[Records contained in a dataset]:

___

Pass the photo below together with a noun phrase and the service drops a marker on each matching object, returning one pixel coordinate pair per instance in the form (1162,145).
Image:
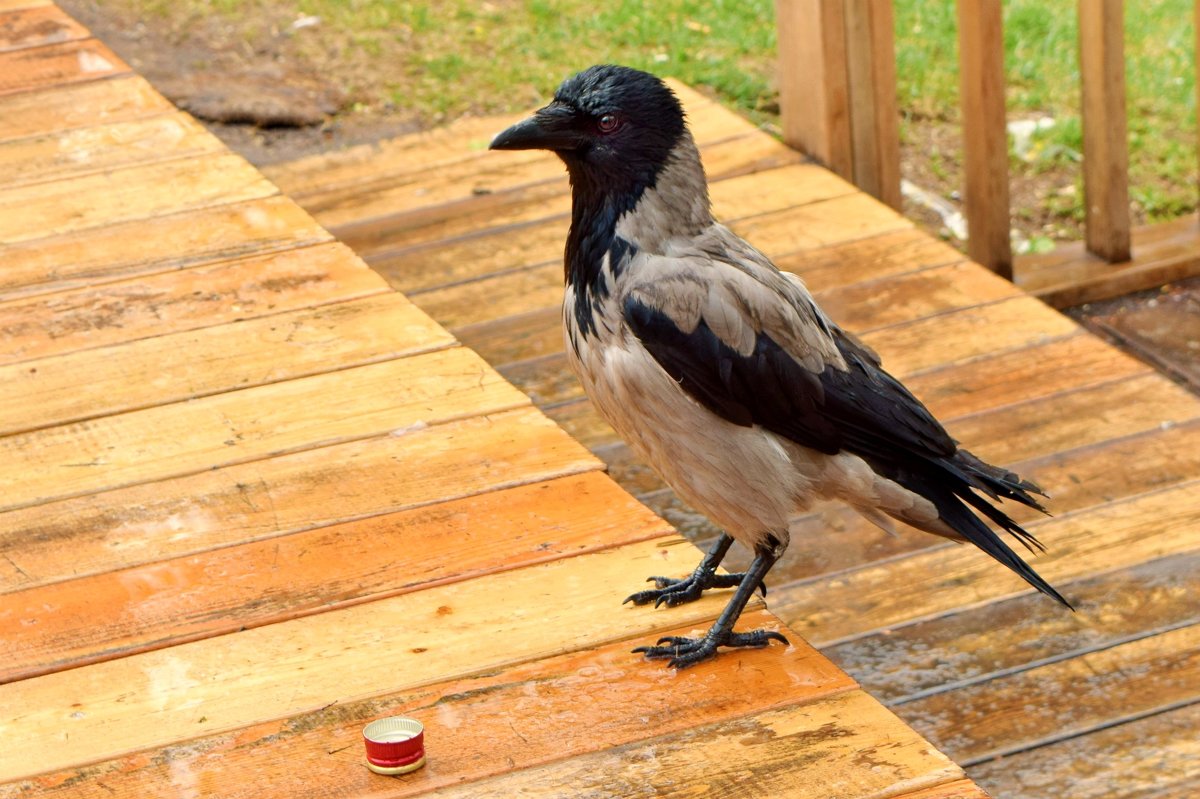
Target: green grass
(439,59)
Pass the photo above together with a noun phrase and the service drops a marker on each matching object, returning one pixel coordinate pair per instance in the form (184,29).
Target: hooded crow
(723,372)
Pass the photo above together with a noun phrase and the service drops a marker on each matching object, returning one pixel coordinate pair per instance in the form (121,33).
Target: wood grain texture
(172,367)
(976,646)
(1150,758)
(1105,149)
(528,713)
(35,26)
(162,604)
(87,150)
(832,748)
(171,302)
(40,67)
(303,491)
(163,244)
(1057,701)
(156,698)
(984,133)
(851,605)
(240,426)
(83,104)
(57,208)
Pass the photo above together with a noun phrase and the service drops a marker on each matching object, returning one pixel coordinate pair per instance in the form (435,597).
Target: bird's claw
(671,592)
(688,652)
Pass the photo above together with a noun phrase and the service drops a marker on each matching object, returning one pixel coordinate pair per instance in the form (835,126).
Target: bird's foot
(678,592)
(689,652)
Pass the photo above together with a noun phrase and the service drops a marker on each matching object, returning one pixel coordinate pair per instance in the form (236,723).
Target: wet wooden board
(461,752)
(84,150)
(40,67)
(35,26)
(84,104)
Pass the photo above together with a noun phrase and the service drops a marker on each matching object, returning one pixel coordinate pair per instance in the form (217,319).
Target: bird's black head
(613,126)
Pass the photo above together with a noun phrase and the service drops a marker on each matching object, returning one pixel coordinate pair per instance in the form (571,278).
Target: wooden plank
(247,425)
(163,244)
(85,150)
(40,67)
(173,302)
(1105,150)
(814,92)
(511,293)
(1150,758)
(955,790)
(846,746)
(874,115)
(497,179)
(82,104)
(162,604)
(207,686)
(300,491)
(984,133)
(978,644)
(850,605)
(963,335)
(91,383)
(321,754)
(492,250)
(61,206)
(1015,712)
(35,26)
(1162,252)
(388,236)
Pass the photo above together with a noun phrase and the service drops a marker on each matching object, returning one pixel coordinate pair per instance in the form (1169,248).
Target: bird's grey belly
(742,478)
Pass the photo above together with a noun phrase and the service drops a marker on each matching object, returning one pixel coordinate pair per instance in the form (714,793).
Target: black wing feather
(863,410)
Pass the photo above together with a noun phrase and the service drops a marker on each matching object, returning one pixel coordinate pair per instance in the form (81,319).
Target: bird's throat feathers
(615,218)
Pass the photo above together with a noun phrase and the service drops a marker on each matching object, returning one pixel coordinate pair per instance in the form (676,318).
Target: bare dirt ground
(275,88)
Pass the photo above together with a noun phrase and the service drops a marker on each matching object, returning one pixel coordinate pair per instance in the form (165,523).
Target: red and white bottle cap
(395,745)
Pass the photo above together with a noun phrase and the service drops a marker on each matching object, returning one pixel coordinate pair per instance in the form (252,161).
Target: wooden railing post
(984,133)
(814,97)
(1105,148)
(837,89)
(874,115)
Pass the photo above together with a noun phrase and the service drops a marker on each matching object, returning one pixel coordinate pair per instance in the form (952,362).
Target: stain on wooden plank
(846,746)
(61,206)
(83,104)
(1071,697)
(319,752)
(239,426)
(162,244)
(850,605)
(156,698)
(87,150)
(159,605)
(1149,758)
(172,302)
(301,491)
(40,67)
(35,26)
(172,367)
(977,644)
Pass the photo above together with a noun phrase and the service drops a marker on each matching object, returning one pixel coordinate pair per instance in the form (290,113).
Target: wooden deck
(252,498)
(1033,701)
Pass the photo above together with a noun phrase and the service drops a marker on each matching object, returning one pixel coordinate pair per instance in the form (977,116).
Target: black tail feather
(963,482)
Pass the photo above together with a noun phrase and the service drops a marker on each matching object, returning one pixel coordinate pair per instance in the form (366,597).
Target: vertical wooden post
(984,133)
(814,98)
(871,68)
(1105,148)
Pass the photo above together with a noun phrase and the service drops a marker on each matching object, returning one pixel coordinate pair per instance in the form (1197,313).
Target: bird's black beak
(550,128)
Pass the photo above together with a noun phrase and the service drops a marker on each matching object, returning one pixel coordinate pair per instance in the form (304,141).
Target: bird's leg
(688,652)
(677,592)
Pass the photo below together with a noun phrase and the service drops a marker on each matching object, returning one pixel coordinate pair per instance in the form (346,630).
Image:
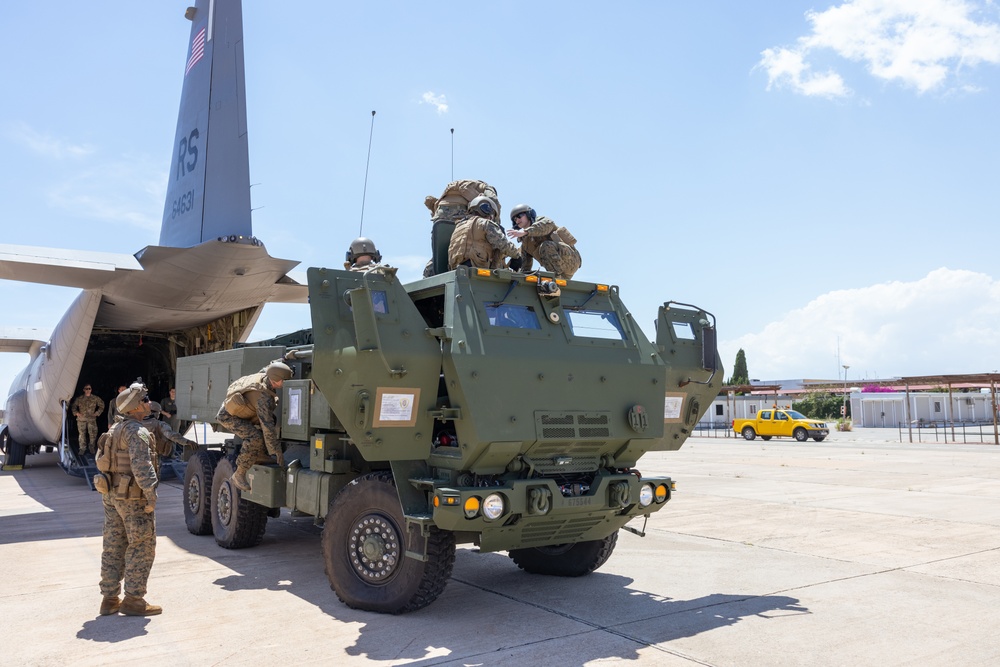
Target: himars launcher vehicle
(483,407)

___

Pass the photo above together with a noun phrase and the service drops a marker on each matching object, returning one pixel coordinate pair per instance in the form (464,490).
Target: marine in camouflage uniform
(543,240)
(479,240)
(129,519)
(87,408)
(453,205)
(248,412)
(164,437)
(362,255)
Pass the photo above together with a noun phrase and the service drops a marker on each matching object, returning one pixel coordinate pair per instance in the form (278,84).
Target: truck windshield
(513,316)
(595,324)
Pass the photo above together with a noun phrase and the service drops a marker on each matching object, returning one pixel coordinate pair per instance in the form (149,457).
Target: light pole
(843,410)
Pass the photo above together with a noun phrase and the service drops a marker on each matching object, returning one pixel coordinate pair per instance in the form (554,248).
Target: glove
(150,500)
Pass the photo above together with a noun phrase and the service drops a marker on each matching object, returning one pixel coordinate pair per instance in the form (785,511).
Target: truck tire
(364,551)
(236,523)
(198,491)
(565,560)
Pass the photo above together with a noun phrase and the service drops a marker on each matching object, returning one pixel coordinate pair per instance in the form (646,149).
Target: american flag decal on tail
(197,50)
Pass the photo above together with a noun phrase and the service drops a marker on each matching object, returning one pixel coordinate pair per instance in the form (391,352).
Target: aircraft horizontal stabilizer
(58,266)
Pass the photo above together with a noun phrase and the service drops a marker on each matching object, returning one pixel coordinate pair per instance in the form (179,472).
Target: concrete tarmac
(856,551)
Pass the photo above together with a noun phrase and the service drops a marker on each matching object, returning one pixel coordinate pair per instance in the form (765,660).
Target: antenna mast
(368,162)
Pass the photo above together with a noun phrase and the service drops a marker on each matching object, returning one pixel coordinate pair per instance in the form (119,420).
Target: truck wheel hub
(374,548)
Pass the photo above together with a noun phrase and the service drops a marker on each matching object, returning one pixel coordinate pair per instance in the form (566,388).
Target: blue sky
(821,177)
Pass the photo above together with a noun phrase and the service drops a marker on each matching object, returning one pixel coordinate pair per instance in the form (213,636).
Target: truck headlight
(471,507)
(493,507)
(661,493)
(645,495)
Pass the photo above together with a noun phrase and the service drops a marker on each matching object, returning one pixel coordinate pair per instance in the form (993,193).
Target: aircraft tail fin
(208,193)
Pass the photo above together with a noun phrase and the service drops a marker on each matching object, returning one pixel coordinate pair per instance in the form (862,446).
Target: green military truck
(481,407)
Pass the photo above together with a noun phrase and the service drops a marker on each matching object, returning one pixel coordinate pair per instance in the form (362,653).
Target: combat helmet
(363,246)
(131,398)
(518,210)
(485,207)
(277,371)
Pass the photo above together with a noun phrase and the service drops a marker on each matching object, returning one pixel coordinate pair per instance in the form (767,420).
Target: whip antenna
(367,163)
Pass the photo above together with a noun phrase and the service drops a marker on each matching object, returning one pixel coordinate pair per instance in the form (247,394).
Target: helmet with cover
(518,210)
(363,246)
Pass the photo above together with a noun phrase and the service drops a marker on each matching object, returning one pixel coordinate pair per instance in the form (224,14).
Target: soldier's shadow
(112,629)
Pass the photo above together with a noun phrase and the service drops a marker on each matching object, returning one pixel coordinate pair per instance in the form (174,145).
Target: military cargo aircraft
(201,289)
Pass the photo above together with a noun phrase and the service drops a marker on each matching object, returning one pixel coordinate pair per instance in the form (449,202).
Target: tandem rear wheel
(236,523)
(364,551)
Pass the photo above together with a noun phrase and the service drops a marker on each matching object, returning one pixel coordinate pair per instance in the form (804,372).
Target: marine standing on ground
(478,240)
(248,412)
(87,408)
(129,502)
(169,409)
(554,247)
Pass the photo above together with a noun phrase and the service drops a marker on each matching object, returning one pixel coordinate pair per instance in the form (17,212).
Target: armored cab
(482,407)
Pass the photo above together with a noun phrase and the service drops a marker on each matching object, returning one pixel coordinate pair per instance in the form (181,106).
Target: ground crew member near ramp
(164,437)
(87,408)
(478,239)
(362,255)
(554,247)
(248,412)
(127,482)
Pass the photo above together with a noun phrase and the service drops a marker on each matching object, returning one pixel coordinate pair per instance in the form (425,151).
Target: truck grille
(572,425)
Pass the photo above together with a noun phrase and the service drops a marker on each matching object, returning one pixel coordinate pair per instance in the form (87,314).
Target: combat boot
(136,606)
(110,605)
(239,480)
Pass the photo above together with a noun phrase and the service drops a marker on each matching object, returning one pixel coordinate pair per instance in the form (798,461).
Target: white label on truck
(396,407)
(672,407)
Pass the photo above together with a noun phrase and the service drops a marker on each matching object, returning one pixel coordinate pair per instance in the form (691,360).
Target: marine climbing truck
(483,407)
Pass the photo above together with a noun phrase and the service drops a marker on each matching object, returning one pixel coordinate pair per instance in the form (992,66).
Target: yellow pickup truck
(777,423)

___

[YOUR INSTRUCTIONS]: Report the number of lines in the entries where the word "below" occurs, and add nothing else.

[ANSWER BOX]: 2